How do you know you know?
Do you come to it via the yes?
Or do you come to it via the no?
Grasping richness through negation is a dance on the edge of play. To learn flight by falling. To savour light through the darkness. To side-step, shift, duck, and fumble. It could be by choice, in which case it really might be play. It could be at wit’s end, in which case the dance might be a child of grief, looking the other way. Coming to know, coming to – arriving by way of the via-not – this approach is provoked in its paradoxically fragile and fierce state by metaphysical poet John Donne in “Negative Love”:
“If that be simply perfectest
Which can by no way be exprest
But Negatives, my love is so.
To All, which all love, I say no.”[2]
The finitely knowable is made cheap, banal and perverse, irretrievably open to exploitation and ransom. Love, as in Donne’s poem, and play, in its most beautiful forms, doesn’t know it is what it is, doesn’t assert itself in its own name, and doesn’t present a catalogue of traits or prescriptive actions that are satisfied by execution and acknowledgement. It is content in itself without need of performance or proof, elusive in its revealing by way of not-that, irrepressibly made external because of its internal integrity – and, through that same elusive quality that cannot be so simply distilled, completely whole.

• Entries provided:
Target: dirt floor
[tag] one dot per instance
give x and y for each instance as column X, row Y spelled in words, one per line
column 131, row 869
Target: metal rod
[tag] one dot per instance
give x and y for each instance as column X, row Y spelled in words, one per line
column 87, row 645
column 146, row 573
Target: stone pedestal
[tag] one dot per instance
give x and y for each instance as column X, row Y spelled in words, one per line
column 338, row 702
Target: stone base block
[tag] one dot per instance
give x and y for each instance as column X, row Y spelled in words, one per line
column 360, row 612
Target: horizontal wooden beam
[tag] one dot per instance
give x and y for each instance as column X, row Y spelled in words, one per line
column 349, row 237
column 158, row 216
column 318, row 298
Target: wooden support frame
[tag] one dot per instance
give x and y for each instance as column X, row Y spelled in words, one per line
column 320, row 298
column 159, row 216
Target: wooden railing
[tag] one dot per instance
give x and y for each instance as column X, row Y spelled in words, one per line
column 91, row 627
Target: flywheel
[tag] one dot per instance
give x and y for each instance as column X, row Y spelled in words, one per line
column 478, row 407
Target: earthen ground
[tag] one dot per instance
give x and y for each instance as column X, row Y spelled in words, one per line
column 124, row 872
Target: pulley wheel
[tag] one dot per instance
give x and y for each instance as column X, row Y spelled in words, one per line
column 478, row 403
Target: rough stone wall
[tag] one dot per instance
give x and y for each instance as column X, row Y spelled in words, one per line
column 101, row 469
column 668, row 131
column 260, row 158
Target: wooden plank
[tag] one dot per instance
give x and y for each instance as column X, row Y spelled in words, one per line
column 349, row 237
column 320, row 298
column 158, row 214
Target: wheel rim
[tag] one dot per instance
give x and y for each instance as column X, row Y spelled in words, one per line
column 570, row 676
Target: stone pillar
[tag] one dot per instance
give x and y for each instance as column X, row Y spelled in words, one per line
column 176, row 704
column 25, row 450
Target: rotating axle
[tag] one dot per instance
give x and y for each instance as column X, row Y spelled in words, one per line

• Exercise set:
A - Answer these questions from the passage on negation:
(i) What two routes to knowing do the opening questions propose?
(ii) Which poem by John Donne is quoted?
(iii) What does the final paragraph say the finitely knowable is made?
B - Carry the passage on negation and love forward from its final sentence.

• Answers to each task:
A -
(i) Coming to it via the yes, or coming to it via the no.
(ii) "Negative Love."
(iii) Cheap, banal and perverse, irretrievably open to exploitation and ransom.

B -
Donne returns to this principle of a visible love, through a subject’s concern for how their love looks to others, in “A Lecture Upon the Shadow”, where he writes:
“That love hath not attain’d the highest degree,
Which is still diligent lest others see.”[3]
A constant tension between visibility and invisibility, performance and eclipse, certainty and validation. In a person’s diligent concealment that is rooted in shame, and in a performative exaggeration rooted in uncertainty, love, like play, loses its essence. In attending primarily to its own awareness, it is already lost to that limited notion of itself.
Or, as Jeremy Fernando wrote in “On Love and Poetry—Or, Where Philosophers Fear to Tread”: “For if the mystery of the other is unveiled, then the love for the other person is also a completely transparent love: one that you can know thoroughly, calculate; a check-list. And if they are knowable, this suggests that they can also be negated, and hence, the love can also go away. Only when the love for the other person is an enigmatic one, one that cannot be understood, can that love potentially be an event—and if it is an event then strictly speaking, it cannot be known before it happens; at best, it can be glimpsed as it is happening, or perhaps even only realised retrospectively.”[4]
Toyen[5], Development, 1945 (detail)
Toyen, Far in the North, 1965 (detail)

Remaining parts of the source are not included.